━━━ TEXTAUSZUG ━━━

Lieferantenqualifizierung wird oft nur oberflächlich durchgeführt

Auch der „GMP-Verlag Peither AG“ berichtete erst im Februar 2022 über „Behördenaktivitäten zur Vermeidung von Nitrosaminen in Arzneimitteln“. In dem Beitrag kritisiert der GMP-Inspektor Dr. Franz Schönfeld: „Die Lieferantenqualifizierung von Wirkstoffherstellern wird oft nur oberflächlich durchgeführt bzw. es werden Auditberichte von schlechter Qualität eingekauft.“ Der Arzneimittelhersteller sei aber verpflichtet, über detaillierte Informationen zum Herstellungsprozess des Wirkstoffs zu verfügen. Je mehr Arzneimittelhersteller sich die Wirkstoffsynthesen tatsächlich im Detail vor Ort ansehen, desto besser werden die Herstellungsverfahren, heißt es.

━━━

== AUFGABENSTELLUNG ==
Stimmen die Aussagen (a) bis (c) mit dem Textauszug überein? Antworte bei jeder mit Ja oder Nein und zitiere die entscheidenden Worte des Textauszugs wörtlich.
(a) Der GMP-Verlag Peither AG berichtete im Februar 2022 über Behördenaktivitäten zur Vermeidung von Nitrosaminen.
(b) Der Arzneimittelhersteller ist nicht verpflichtet, Informationen zum Herstellungsprozess des Wirkstoffs zu haben.
(c) Dr. Franz Schönfeld ist GMP-Inspektor.

━━━ ERFASSTE DATEN ━━━

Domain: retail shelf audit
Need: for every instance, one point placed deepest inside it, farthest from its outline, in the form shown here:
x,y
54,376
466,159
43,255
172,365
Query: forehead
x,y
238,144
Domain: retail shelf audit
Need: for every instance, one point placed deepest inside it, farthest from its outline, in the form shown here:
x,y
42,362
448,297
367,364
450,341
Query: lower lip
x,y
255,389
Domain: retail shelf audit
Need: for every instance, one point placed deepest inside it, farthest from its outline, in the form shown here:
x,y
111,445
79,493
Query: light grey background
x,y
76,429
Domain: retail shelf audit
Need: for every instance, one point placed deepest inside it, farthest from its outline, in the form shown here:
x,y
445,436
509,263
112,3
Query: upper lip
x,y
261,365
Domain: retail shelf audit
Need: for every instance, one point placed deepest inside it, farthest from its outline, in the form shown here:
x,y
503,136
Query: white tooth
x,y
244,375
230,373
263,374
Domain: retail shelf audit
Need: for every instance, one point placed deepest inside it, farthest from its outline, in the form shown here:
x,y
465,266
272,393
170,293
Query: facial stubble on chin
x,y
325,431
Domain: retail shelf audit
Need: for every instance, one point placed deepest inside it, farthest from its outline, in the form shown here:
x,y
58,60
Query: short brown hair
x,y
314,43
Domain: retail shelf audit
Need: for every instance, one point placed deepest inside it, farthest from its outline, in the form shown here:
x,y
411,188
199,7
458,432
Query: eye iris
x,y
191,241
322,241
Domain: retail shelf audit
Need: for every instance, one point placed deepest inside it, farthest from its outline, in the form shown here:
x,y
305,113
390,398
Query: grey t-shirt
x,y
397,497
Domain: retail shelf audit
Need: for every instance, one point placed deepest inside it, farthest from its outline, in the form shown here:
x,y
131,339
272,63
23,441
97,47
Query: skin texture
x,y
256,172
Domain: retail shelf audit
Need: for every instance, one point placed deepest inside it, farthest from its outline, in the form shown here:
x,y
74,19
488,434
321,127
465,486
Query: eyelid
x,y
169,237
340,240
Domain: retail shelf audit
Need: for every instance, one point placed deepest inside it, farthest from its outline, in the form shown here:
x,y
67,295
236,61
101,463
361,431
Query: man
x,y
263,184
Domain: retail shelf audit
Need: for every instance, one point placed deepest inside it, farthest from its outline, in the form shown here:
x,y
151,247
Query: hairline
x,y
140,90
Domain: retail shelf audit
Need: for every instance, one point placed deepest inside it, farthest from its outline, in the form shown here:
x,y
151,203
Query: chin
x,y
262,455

━━━
━━━ ERFASSTE DATEN ━━━

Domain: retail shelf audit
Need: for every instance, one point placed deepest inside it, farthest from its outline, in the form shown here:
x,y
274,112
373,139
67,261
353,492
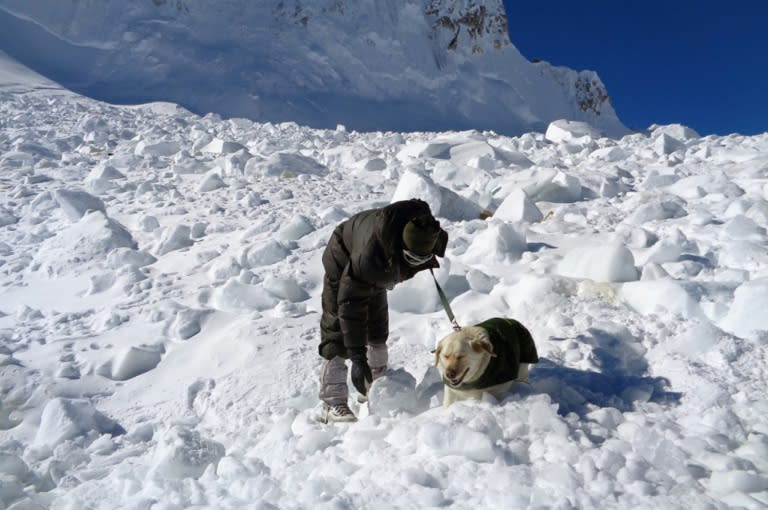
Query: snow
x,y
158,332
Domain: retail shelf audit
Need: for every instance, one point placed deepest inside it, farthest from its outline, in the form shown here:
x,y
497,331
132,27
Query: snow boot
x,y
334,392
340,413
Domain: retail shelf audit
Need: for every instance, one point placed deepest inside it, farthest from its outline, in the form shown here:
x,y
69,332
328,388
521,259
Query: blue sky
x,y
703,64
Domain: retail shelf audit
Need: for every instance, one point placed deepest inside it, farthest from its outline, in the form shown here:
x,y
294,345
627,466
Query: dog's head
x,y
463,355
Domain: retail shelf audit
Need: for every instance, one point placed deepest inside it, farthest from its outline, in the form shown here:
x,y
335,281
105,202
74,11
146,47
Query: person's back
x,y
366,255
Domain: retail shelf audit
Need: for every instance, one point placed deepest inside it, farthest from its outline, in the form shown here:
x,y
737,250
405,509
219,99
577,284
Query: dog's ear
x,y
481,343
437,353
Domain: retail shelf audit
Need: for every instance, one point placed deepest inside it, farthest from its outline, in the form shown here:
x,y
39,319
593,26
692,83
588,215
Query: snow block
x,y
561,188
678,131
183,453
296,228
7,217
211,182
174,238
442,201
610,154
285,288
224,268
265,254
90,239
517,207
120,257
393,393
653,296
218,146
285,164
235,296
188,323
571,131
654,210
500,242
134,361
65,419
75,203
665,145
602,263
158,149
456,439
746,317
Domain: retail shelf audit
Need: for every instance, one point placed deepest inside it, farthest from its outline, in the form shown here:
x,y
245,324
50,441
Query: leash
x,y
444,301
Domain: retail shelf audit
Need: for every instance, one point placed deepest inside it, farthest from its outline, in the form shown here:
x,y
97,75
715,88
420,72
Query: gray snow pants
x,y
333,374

━━━

== ERGEBNIS ==
(a) Ja: „berichtete erst im Februar 2022“
(b) Nein: „Der Arzneimittelhersteller sei aber verpflichtet, über detaillierte Informationen zum Herstellungsprozess des Wirkstoffs zu verfügen.“
(c) Ja: „der GMP-Inspektor Dr. Franz Schönfeld“